> [What you should do] Copy the records word for word, starting with their first line and continuing through the line that contains "299L708 369L780 366L794", including that line.

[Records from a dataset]

________________________________________

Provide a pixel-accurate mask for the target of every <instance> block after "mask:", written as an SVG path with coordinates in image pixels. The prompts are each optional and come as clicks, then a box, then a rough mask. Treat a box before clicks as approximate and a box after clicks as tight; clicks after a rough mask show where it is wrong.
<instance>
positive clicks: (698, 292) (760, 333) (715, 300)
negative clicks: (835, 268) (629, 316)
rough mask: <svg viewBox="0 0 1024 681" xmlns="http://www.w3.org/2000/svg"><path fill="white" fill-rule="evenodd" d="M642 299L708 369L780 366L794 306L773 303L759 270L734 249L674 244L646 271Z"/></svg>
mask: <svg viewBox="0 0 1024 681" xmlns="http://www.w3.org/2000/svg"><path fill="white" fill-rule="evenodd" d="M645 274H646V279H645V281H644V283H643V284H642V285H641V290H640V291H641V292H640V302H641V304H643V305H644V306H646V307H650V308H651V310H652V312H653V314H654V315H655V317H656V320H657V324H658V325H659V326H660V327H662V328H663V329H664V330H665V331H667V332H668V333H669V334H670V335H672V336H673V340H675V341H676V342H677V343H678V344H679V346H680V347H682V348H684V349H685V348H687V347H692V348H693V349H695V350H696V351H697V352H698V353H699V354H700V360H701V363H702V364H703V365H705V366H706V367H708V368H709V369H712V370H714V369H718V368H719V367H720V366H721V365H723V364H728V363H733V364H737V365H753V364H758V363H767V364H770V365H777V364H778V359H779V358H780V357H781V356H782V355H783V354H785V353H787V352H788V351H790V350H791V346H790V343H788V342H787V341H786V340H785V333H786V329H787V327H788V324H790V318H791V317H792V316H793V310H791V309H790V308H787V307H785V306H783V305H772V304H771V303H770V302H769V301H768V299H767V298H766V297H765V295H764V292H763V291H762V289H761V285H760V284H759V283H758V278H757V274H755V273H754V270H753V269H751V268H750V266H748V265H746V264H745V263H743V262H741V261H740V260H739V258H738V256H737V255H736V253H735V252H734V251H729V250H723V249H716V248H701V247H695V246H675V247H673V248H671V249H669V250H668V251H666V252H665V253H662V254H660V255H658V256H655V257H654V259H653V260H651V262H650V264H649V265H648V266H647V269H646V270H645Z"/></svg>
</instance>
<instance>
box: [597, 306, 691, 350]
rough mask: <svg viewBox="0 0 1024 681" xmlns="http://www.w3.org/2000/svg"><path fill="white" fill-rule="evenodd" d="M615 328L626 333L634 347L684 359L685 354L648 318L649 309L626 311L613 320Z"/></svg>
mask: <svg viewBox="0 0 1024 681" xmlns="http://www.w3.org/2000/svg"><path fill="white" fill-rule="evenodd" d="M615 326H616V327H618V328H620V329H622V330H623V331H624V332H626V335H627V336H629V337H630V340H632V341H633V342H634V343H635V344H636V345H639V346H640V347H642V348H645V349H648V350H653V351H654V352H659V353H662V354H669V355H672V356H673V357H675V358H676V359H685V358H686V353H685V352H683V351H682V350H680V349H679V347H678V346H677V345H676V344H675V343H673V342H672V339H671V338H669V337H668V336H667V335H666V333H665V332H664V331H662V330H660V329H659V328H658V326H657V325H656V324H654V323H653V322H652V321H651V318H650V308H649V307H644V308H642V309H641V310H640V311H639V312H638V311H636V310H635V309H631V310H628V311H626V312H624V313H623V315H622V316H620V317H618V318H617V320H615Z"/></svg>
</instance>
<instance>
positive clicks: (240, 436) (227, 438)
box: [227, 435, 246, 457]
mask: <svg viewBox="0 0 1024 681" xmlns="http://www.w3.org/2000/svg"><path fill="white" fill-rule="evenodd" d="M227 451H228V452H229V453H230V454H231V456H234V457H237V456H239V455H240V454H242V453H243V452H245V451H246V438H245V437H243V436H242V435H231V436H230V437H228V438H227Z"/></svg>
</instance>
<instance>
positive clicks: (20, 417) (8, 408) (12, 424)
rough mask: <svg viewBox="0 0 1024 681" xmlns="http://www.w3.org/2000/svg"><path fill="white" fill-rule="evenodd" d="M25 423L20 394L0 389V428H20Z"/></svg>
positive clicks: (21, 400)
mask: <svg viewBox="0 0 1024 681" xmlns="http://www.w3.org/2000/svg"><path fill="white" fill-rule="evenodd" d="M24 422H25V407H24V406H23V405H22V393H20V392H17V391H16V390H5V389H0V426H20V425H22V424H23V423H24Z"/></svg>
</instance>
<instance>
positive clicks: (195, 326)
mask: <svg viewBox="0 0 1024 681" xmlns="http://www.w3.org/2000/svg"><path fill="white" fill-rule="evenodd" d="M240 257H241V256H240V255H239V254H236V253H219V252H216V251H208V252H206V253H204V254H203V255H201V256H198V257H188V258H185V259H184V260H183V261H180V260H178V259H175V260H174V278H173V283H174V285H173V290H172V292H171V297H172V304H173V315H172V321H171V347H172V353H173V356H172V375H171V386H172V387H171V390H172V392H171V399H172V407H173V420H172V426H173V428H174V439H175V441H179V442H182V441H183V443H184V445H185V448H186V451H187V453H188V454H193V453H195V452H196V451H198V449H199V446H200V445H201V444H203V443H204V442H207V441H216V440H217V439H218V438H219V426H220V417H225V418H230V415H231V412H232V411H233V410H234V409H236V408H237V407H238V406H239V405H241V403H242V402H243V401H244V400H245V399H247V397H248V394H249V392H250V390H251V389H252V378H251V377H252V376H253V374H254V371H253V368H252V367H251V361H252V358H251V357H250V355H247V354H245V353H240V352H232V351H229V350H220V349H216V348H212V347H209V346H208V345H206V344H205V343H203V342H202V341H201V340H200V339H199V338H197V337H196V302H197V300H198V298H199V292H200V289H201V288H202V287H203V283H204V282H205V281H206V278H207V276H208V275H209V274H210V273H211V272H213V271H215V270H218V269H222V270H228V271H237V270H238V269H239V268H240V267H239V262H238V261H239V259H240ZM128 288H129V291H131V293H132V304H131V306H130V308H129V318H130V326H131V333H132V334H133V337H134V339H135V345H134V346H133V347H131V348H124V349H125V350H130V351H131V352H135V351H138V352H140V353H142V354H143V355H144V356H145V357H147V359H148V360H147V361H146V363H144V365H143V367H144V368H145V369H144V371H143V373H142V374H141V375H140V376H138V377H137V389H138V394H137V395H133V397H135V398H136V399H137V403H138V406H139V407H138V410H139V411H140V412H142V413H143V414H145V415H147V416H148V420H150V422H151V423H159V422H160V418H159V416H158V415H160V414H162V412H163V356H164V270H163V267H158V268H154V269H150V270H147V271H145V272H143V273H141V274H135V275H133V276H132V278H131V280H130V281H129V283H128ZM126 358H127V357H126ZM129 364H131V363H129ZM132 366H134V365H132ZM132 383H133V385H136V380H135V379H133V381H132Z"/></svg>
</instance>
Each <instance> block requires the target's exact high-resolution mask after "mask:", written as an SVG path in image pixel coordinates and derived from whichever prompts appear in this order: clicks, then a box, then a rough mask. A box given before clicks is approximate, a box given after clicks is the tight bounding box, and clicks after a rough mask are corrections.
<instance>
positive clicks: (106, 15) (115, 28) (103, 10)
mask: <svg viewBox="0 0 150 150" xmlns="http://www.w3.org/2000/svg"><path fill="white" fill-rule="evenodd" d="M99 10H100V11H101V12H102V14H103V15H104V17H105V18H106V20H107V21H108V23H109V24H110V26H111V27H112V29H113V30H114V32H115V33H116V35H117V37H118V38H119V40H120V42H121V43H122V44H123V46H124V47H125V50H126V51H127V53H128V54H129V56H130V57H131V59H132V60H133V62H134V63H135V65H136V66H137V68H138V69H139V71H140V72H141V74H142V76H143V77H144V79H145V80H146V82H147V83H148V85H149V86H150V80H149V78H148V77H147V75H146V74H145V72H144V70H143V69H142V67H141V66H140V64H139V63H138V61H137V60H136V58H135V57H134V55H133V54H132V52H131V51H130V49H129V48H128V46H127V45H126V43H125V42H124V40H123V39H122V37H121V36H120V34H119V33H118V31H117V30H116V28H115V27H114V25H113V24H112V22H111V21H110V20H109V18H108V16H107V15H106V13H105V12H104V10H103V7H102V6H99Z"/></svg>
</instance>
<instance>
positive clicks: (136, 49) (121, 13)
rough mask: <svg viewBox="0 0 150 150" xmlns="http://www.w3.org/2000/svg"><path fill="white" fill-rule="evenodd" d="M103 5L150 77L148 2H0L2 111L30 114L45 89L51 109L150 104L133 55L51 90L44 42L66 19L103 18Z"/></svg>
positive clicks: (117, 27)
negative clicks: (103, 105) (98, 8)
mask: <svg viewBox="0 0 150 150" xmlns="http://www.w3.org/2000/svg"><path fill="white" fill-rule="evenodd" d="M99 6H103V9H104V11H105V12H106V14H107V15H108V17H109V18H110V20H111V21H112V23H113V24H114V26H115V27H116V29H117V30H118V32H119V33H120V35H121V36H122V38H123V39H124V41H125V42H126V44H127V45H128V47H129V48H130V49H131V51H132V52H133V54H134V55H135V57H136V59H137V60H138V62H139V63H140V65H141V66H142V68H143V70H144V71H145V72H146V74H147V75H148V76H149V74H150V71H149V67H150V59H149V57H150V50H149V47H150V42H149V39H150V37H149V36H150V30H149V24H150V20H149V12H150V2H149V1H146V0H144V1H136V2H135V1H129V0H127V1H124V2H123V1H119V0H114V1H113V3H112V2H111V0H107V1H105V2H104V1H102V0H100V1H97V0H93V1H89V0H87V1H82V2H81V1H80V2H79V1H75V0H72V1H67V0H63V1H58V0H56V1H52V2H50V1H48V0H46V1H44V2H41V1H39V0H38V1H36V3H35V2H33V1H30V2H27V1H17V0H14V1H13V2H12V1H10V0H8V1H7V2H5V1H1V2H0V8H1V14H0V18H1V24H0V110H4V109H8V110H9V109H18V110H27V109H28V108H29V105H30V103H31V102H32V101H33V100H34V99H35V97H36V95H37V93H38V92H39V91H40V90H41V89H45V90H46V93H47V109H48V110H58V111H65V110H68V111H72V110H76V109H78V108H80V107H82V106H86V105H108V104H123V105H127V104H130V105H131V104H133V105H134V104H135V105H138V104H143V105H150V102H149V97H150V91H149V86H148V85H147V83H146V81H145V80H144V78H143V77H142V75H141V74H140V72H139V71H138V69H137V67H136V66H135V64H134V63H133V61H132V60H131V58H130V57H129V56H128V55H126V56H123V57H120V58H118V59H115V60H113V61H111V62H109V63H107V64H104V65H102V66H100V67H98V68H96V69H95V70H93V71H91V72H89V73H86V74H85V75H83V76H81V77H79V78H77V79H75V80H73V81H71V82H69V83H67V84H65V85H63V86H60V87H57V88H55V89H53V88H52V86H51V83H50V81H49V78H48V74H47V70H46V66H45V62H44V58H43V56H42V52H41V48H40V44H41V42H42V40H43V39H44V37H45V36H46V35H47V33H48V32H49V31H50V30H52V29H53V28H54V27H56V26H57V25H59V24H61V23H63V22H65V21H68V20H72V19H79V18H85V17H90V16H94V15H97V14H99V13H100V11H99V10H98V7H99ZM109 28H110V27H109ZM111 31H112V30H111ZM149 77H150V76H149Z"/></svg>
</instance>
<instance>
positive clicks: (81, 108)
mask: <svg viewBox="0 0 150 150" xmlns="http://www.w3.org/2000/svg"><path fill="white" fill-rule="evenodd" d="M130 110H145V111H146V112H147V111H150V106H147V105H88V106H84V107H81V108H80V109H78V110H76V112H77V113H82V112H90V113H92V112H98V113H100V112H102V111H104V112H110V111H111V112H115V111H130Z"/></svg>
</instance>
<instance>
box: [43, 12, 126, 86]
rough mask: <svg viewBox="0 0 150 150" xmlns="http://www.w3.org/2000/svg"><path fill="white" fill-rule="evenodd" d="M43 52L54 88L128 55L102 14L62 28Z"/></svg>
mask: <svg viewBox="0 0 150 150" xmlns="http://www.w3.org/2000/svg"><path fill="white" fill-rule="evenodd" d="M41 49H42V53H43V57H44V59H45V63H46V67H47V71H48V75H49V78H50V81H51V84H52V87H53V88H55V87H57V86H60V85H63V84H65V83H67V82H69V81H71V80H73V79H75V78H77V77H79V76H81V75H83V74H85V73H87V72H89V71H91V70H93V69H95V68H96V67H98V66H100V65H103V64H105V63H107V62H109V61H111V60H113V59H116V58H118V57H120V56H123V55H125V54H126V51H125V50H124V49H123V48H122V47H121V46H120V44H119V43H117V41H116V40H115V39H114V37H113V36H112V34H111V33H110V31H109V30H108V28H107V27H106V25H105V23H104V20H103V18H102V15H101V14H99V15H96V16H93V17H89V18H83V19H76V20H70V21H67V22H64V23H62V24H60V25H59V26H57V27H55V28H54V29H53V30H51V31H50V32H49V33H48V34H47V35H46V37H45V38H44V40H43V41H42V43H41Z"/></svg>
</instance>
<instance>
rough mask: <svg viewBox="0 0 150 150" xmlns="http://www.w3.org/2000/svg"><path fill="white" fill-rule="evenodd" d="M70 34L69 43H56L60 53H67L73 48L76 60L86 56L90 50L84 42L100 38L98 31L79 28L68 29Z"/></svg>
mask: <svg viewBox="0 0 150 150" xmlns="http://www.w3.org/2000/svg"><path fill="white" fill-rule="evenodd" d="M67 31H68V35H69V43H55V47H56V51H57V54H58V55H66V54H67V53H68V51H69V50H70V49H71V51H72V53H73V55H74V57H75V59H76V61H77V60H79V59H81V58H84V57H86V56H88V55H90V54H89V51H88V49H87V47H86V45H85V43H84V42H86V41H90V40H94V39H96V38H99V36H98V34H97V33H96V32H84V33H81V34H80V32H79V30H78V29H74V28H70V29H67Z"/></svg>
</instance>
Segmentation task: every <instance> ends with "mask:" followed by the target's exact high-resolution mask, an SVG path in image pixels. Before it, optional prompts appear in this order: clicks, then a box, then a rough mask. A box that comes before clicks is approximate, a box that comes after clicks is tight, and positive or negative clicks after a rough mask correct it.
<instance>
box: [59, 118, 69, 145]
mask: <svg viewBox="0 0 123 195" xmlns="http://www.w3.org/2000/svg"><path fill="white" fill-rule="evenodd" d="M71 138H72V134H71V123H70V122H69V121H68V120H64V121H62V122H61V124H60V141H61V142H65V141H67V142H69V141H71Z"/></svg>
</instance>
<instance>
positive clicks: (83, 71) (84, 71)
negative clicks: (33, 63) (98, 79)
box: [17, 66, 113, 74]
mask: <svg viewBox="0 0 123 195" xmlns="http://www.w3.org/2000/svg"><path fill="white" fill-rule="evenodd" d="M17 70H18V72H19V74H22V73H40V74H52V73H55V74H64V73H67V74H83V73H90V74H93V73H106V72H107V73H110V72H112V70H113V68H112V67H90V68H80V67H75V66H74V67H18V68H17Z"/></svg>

________________________________________

> [Reply to the exercise]
Provide a pixel-accurate mask for the target of every <instance> block after "mask:", written as an SVG path with coordinates in image pixels. The prompts are each optional and come as clicks, then a box, then a rough mask. Treat a box before clicks as approximate and a box after clicks as tight; clicks after a rough mask show where it is wrong.
<instance>
positive clicks: (698, 292) (760, 333) (715, 300)
negative clicks: (835, 268) (629, 316)
rough mask: <svg viewBox="0 0 1024 681" xmlns="http://www.w3.org/2000/svg"><path fill="white" fill-rule="evenodd" d="M642 299L708 369L780 366L794 306L773 303L759 270L734 249L674 244L646 271Z"/></svg>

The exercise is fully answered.